PROVIDED DATA Start Marker
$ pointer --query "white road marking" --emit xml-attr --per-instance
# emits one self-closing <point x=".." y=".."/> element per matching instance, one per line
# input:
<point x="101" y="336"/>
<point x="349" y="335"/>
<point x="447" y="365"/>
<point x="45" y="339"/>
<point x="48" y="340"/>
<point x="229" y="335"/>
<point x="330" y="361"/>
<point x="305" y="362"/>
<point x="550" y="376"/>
PROVIDED DATA End Marker
PROVIDED DATA Start Marker
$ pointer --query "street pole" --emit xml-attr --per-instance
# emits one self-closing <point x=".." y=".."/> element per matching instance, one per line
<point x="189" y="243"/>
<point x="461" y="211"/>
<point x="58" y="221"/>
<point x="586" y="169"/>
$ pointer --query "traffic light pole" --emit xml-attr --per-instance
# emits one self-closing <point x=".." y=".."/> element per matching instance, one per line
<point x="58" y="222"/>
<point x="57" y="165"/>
PROVIDED DATA End Marker
> [YOUR INSTRUCTIONS] Extract each line holding the word "pole" from the records.

> [THE COMPLETED TASK]
$ pointer --query "street pole" --emit xml-attr --per-instance
$ pointer --query "traffic light pole" --emit xml-attr --per-instance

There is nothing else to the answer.